• _TASK ITEM 1_
Summarize the airway update post in two sentences.
• _TASK ITEM 2_
Reproduce the airway update post word for word, everything from "It’s been a" down to "have concerns. Yay!".

(SELECTED PASSAGE Opens)

Airway Update and Giggling

It’s been a while! And for good reason: we just haven’t had much to update. I’ll write up a post about some of our summer adventures, but we had no hospital stays, no surgeries, no major medical concerns of any kind and it.was.amazing. But we can’t walk away from it all forever, so we headed back to Cincinnati last week to take a look at her airway and figure out our next move.

First we checked in with Evie’s surgeon who did her exploratory surgeries and bowel resection. She couldn’t be there herself because she was needed in the O.R., but her nurse practitioner was extremely happy with how Evie is doing and said we don’t need to come back unless we have concerns. Yay!

Then we had appointments with her GI and pulmonologist, both of whom were thrilled at how BIG Evie is looking. I mean, she’s just HUGE now. She dropped down to around 23 pounds after the bowel resection while we were waiting for her bowels to wake up and now she’s a hefty 33 pounds! She just looks so so healthy and everyone was stunned at the change. We all keep saying it’s like she’s a completely different kid.

Hard to even look at how skinny she got after the bowel resection as we waited for her bowels to wake up! Now she’s just a tank!

The next day we had the scopes themselves and I was very nervous about them. We hadn’t looked at Evie’s airway since November of last year and I just didn’t know what we would find. Well, it certainly wasn’t horrible, but her aspirating is still a big concern so we need to take more drastic steps to help that. In December we’re going to do 3 things.

(SELECTED PASSAGE Closes)
(SOURCE INFORMATION Opens)

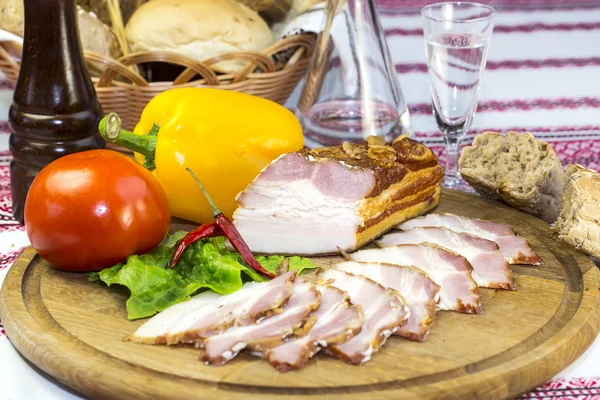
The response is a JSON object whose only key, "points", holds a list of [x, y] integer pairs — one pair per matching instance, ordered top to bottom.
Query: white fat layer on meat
{"points": [[320, 224], [515, 249], [489, 266], [440, 270], [417, 288], [382, 310], [175, 317], [228, 344]]}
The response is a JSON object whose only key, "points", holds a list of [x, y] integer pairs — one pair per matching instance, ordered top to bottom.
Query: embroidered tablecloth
{"points": [[542, 75]]}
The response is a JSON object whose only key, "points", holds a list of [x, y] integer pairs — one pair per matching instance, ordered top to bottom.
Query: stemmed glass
{"points": [[456, 36]]}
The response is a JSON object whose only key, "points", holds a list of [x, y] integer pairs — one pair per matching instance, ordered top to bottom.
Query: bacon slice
{"points": [[515, 249], [490, 269], [415, 286], [458, 290], [385, 311], [209, 313], [337, 321], [268, 332]]}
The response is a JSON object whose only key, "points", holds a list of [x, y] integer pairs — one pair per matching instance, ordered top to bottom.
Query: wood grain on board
{"points": [[74, 330]]}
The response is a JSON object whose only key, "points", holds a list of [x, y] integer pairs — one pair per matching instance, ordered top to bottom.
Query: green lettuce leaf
{"points": [[207, 264]]}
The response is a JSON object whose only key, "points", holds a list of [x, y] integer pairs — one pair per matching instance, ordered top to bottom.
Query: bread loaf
{"points": [[199, 29], [516, 169], [579, 221]]}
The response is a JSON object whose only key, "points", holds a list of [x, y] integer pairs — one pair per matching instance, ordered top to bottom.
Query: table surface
{"points": [[542, 75]]}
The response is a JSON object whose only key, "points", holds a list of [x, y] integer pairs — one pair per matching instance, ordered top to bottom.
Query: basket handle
{"points": [[156, 56], [254, 60], [115, 67]]}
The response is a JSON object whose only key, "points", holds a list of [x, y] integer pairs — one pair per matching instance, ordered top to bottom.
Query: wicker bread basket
{"points": [[261, 76]]}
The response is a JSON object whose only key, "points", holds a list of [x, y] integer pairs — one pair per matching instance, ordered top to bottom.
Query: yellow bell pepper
{"points": [[225, 137]]}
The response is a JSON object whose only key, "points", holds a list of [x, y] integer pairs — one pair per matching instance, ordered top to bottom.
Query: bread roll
{"points": [[274, 10], [199, 29], [95, 36], [516, 169], [579, 221]]}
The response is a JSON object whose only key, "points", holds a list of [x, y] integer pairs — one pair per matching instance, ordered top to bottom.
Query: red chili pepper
{"points": [[201, 232], [232, 233]]}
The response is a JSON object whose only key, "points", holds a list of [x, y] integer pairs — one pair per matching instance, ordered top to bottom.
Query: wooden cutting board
{"points": [[73, 330]]}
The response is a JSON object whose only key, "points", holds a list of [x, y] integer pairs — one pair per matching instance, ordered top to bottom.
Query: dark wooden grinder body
{"points": [[55, 111]]}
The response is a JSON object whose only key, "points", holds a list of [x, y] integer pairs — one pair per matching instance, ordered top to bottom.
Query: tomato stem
{"points": [[111, 130]]}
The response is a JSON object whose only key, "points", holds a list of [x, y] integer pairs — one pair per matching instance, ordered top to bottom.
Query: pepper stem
{"points": [[111, 130], [213, 206]]}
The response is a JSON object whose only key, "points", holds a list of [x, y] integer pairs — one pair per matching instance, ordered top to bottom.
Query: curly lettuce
{"points": [[206, 265]]}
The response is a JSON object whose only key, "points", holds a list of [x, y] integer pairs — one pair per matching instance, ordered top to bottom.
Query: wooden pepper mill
{"points": [[55, 111]]}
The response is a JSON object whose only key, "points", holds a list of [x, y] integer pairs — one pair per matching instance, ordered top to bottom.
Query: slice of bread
{"points": [[516, 169], [579, 221]]}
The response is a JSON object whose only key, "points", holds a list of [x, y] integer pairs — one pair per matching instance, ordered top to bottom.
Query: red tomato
{"points": [[88, 211]]}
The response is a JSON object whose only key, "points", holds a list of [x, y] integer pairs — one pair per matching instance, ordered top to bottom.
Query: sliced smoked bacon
{"points": [[316, 201], [515, 249], [490, 269], [452, 272], [418, 290], [385, 311], [209, 313], [337, 320], [267, 332]]}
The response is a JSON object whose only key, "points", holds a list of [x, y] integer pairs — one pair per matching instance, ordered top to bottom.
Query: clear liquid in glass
{"points": [[456, 62], [349, 119]]}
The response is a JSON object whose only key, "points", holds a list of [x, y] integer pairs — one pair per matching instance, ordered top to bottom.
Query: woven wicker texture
{"points": [[261, 76]]}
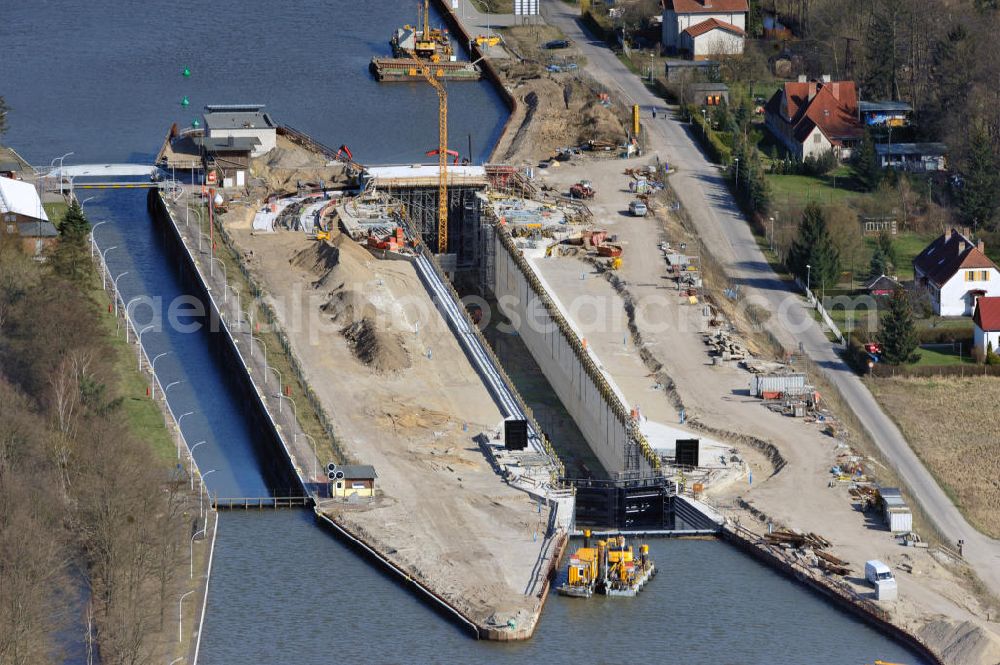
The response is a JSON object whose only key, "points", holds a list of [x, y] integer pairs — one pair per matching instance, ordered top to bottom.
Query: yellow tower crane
{"points": [[425, 70]]}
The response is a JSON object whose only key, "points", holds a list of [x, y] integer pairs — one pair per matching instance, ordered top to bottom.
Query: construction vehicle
{"points": [[488, 40], [428, 43], [442, 152], [582, 190], [611, 568]]}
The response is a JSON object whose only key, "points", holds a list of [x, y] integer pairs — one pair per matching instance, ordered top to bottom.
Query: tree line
{"points": [[84, 503]]}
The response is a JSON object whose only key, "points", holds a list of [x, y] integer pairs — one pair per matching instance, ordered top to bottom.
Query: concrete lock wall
{"points": [[605, 431]]}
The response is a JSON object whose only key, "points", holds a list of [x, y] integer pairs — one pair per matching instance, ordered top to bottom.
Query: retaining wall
{"points": [[580, 385]]}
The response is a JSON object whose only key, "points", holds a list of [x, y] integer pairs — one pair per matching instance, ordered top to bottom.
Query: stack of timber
{"points": [[404, 69]]}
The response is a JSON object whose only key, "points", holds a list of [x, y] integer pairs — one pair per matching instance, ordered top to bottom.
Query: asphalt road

(SOURCE INFORMATION Closes)

• _SOLUTION 1_
After a summer without hospital stays, surgeries or major medical concerns, the family went back to Cincinnati, where Evie's surgeon's nurse practitioner was very happy with her progress and her GI and pulmonologist were thrilled that she had gone from about 23 pounds to 33 pounds. Her airway scopes were not horrible, but her aspirating is still a big concern, so three steps are planned for December.

• _SOLUTION 2_
It’s been a while! And for good reason: we just haven’t had much to update. I’ll write up a post about some of our summer adventures, but we had no hospital stays, no surgeries, no major medical concerns of any kind and it.was.amazing. But we can’t walk away from it all forever, so we headed back to Cincinnati last week to take a look at her airway and figure out our next move.

First we checked in with Evie’s surgeon who did her exploratory surgeries and bowel resection. She couldn’t be there herself because she was needed in the O.R., but her nurse practitioner was extremely happy with how Evie is doing and said we don’t need to come back unless we have concerns. Yay!